- _GIVEN REQUEST A_:
Reproduce the Azure service health alerts text verbatim, from "Use the following" up to and including "continuity actions (remediations).".

Use the following two sections to quickly know when there’s a Service Health issue with an Azure resource, saving you the effort of further troubleshooting and allow you to focus on communicating to your user base and/or use these alerts as part of your business continuity actions (remediations).
Alert Policy Name | Alert Name | targetScope | Category | Properties.cause | Properties.currentHealthStatus | Scope | Verified | References |
---|---|---|---|---|---|---|---|---|
Deploy Resource Health Unhealthy Alert | ResourceHealthUnhealthyAlert | managementGroup | ResourceHealth |
|
| Subscription | N | Resource Health Best practices for setting up service health alerts |
Alert Policy Name | Alert Name | PolicyScope | Category | Properties.incidentType | Scope | Documented | References |
---|---|---|---|---|---|---|---|
Deploy Service Health Advisory Alert | ServiceHealthAdvisoryEvent | managementGroup | ServiceHealth | ActionRequired | Subscription | Yes | Activity Log Service Notifications Best practices for setting up service health alerts |
Deploy Service Health Incident Alert | ServiceHealthIncident | managementGroup | ServiceHealth | Incident | Subscription | Yes | Activity Log Service Notifications Best practices for setting up service health alerts |
Deploy Service Health Maintenance Alert | ServiceHealthPlannedMaintenance | managementGroup | ServiceHealth | Maintenance | Subscription | Yes | Activity Log Service Notifications Best practices for setting up service health alerts |
Deploy Service Health Security Advisory Alert | ServiceHealthSecurityIncident | managementGroup | ServiceHealth | Security | Subscription | Yes | Activity Log Service Notifications Best practices for setting up service health alerts |
The following table lists a number of operational Activity Log alerts to alert your team when certain resources have been deleted.

- _INPUT MATERIAL_:
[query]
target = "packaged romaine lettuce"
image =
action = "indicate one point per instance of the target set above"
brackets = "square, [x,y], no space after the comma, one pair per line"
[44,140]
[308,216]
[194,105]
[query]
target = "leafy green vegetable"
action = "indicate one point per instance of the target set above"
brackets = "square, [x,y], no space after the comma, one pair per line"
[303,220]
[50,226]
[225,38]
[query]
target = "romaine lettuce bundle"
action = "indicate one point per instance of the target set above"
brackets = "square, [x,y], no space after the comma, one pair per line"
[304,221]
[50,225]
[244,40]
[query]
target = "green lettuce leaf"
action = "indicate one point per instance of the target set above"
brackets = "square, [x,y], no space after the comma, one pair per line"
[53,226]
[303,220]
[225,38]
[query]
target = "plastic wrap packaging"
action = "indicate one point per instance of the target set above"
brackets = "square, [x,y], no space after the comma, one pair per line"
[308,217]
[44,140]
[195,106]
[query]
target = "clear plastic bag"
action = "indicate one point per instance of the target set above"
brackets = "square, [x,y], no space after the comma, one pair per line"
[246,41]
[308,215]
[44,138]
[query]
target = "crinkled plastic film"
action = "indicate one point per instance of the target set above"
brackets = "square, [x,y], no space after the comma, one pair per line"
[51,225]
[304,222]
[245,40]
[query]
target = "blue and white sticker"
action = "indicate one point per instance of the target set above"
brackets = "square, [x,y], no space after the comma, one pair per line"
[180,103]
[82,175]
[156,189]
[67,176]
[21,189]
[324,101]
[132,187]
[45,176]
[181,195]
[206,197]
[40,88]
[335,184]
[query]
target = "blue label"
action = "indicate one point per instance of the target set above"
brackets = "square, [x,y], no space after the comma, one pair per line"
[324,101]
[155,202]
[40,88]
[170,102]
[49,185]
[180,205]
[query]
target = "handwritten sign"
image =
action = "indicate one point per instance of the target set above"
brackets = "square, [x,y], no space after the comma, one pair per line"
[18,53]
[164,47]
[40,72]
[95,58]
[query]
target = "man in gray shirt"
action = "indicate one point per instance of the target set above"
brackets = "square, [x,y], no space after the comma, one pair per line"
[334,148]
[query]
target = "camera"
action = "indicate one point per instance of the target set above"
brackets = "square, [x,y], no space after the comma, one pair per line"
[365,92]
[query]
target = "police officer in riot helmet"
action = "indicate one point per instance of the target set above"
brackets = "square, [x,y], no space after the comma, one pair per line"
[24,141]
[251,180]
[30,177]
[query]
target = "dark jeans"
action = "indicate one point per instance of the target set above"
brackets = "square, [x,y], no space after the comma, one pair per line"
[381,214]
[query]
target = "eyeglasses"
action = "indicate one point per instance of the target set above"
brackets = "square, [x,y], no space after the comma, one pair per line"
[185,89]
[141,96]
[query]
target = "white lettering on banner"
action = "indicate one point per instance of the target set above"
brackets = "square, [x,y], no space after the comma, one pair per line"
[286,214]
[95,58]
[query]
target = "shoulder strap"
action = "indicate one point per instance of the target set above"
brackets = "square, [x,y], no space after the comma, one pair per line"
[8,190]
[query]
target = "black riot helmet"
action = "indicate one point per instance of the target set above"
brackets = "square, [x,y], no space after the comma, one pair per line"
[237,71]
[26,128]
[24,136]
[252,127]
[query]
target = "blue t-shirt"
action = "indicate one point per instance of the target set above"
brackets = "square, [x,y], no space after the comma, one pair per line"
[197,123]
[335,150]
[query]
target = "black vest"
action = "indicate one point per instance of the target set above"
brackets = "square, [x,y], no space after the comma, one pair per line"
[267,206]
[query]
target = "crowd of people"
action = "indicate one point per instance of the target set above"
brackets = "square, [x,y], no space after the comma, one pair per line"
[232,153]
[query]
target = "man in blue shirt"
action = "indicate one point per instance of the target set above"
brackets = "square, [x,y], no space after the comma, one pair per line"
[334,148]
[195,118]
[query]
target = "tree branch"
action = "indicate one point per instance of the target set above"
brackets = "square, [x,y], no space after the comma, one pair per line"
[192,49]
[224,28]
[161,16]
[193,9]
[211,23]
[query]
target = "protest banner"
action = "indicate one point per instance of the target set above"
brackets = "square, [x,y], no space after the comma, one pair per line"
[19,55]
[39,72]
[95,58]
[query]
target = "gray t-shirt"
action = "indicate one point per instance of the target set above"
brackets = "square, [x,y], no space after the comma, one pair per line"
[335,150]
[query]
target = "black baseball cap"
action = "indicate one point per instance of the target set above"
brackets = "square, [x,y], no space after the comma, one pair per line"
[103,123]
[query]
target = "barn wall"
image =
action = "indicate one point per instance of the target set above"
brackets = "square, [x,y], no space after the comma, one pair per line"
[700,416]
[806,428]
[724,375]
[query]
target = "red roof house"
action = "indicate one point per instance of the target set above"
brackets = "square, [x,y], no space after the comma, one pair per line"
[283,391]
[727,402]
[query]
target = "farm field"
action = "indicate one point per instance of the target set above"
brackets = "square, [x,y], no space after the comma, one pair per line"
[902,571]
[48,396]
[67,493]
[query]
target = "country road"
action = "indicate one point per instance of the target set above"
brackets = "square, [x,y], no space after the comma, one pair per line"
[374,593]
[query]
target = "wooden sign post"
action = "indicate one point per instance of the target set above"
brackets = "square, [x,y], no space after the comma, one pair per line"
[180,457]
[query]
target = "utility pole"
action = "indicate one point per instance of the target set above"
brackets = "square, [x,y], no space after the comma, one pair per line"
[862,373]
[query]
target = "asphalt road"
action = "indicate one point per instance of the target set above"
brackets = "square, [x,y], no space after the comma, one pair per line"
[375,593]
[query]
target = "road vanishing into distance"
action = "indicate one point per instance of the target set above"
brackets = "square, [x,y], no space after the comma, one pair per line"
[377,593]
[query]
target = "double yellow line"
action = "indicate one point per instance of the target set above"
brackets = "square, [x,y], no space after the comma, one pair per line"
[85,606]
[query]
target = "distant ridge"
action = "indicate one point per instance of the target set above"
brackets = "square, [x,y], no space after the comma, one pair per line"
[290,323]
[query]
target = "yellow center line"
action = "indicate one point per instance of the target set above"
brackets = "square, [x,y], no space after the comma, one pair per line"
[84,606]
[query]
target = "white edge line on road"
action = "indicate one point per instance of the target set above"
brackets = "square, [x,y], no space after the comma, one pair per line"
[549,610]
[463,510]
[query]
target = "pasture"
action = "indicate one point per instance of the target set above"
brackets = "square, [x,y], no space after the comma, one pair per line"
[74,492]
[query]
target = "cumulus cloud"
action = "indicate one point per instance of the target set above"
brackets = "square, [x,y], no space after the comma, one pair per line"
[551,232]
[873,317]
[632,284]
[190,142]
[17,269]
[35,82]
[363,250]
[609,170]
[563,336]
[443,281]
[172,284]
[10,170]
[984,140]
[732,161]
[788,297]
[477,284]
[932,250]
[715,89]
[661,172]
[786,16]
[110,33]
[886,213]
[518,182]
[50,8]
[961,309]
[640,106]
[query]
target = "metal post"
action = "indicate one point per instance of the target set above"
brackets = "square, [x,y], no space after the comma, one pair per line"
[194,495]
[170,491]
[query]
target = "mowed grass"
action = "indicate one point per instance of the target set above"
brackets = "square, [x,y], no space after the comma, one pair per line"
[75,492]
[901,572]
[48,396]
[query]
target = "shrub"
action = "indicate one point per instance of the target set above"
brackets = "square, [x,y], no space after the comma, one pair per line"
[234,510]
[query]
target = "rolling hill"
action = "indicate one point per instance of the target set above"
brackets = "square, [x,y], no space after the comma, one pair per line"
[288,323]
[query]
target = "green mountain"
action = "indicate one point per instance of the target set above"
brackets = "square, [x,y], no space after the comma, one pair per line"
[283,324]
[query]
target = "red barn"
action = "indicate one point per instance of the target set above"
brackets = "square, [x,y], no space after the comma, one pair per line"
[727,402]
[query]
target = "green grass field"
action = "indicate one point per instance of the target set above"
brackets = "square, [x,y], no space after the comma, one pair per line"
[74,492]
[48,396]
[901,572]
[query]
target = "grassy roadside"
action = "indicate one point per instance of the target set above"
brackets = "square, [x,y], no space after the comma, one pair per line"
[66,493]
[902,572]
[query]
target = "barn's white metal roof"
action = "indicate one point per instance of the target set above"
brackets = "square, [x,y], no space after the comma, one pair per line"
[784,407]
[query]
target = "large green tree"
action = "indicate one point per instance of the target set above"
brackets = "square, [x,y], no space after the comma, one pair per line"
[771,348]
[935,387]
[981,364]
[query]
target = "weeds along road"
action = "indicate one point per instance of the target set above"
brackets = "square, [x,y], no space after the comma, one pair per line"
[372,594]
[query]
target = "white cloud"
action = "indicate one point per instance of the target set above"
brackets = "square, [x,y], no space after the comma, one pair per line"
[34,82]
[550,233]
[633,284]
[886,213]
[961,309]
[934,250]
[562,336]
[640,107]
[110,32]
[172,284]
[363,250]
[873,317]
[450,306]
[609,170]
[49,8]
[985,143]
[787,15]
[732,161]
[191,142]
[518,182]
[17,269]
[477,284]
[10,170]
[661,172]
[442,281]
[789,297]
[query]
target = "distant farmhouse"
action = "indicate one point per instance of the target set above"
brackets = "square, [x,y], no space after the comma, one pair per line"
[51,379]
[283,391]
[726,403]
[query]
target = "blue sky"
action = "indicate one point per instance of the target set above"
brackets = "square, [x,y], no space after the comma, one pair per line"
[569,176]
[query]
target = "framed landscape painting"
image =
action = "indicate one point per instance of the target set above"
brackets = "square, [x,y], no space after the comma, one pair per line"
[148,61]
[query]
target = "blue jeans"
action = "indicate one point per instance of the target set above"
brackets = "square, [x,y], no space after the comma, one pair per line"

- _GIVEN REQUEST B_:
List each line of the records that contains the string "barn".

- _COMPLETE ANSWER A_:
Use the following two sections to quickly know when there’s a Service Health issue with an Azure resource, saving you the effort of further troubleshooting and allow you to focus on communicating to your user base and/or use these alerts as part of your business continuity actions (remediations).

- _COMPLETE ANSWER B_:
target = "barn wall"
target = "red barn"
target = "barn's white metal roof"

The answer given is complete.